Can you lay out the entries from their start through the line containing "M593 92L605 107L631", both ends included, as a JSON list of strings with one string per line and blank lines left out?

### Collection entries
##############################
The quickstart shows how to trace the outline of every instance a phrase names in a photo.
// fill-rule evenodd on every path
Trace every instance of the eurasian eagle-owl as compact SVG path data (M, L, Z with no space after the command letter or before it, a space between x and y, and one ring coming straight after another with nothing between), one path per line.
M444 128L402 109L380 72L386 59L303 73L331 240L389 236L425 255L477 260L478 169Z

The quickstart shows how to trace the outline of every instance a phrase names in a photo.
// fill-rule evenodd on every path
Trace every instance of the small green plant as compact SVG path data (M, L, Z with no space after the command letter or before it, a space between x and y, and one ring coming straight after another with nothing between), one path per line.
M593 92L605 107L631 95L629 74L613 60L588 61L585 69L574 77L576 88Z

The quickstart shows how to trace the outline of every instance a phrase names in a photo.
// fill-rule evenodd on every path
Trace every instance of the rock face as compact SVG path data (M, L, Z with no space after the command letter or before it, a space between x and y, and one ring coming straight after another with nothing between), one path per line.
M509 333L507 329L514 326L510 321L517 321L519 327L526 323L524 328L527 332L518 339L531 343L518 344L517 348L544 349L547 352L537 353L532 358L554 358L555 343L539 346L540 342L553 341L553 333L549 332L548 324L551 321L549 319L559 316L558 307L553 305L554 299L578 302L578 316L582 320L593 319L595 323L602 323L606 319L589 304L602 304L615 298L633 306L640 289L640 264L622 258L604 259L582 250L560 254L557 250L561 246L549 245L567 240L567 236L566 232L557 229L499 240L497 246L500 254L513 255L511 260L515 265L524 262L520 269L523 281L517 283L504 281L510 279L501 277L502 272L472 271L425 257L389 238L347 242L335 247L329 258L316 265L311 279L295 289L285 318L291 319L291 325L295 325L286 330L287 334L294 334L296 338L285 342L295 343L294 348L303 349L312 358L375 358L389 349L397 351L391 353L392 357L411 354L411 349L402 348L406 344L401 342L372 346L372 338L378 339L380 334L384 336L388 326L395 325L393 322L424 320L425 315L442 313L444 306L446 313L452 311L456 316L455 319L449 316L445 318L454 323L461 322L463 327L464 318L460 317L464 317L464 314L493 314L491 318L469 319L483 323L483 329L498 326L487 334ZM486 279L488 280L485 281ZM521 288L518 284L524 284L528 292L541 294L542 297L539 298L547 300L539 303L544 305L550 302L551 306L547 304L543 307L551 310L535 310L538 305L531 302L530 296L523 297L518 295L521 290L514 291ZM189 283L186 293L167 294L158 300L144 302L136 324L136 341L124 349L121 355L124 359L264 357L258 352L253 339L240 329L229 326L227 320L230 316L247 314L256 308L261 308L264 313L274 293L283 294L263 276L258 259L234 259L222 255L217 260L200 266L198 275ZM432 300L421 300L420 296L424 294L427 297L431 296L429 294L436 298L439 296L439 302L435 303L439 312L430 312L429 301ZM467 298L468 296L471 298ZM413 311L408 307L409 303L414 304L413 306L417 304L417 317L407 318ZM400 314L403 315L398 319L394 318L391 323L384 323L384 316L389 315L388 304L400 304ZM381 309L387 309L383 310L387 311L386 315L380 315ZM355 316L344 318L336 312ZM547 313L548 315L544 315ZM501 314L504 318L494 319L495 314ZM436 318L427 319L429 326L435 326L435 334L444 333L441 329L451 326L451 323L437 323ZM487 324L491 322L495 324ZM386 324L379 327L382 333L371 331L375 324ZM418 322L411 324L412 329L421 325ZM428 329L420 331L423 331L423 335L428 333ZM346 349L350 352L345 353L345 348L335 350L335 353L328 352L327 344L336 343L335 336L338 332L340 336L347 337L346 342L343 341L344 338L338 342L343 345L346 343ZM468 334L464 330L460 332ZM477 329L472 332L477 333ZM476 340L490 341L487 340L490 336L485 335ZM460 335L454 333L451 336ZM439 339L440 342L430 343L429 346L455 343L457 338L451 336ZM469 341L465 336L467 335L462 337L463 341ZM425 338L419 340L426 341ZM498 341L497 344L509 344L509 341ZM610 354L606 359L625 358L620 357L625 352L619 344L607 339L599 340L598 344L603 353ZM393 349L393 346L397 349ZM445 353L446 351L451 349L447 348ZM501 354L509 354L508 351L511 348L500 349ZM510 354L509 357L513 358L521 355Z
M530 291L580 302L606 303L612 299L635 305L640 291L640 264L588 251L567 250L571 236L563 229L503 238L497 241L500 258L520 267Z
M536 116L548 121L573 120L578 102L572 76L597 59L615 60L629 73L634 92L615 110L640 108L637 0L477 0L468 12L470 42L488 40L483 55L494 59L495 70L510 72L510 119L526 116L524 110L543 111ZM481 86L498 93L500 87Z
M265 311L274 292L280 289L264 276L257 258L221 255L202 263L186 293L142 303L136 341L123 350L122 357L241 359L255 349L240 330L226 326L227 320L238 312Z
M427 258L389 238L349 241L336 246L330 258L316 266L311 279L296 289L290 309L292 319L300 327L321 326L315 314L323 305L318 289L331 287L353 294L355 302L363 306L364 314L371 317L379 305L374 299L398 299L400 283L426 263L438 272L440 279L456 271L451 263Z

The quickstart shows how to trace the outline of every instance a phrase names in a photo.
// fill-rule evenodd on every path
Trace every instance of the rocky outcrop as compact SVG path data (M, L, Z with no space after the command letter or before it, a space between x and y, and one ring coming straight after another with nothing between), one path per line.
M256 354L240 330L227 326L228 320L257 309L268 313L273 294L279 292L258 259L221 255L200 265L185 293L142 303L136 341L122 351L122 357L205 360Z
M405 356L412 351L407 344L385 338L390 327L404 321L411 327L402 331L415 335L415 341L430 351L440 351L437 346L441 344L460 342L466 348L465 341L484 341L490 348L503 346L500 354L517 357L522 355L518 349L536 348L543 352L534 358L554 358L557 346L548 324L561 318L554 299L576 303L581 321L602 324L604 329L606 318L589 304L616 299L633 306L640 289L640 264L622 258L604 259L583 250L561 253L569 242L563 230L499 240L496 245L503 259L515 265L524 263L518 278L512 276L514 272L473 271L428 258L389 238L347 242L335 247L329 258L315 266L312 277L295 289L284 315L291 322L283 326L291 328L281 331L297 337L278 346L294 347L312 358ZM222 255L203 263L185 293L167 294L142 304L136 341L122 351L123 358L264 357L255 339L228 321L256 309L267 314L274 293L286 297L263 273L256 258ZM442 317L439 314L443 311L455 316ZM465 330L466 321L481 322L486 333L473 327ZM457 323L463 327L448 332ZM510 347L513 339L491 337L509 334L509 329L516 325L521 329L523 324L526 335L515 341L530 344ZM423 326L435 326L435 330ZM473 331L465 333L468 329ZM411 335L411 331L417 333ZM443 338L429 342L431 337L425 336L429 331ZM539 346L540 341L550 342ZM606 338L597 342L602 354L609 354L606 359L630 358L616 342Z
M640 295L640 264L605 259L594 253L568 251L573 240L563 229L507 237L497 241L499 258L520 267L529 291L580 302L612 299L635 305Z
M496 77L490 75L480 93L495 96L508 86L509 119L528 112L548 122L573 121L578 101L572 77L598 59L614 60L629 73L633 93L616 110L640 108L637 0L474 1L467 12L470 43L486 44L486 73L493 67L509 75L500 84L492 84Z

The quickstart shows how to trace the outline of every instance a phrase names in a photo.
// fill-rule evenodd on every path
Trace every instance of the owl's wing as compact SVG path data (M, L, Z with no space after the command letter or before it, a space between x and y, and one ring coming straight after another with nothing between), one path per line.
##############################
### SOLUTION
[
  "The quickstart shows how to trace the outline of every instance a phrase names in a photo.",
  "// fill-rule evenodd on every path",
  "Trace every instance of the eurasian eagle-owl as compact SVG path data (M, L, Z with no space after the command letter or before it, a space between x and y, and one ring coming straight after another with nothing between), one path per line.",
  "M444 128L402 109L380 72L386 59L303 73L331 240L389 236L425 255L477 260L478 169Z",
  "The quickstart shows how to trace the outline of every instance a phrase names in a photo.",
  "// fill-rule evenodd on every path",
  "Trace every instance of the small green plant as compact SVG path data (M, L, Z with no space after the command letter or before it, a space between x and y, and one ring coming straight after another with nothing between), one path per line.",
  "M593 92L605 107L631 95L629 74L613 60L588 61L585 69L574 77L576 88Z"
]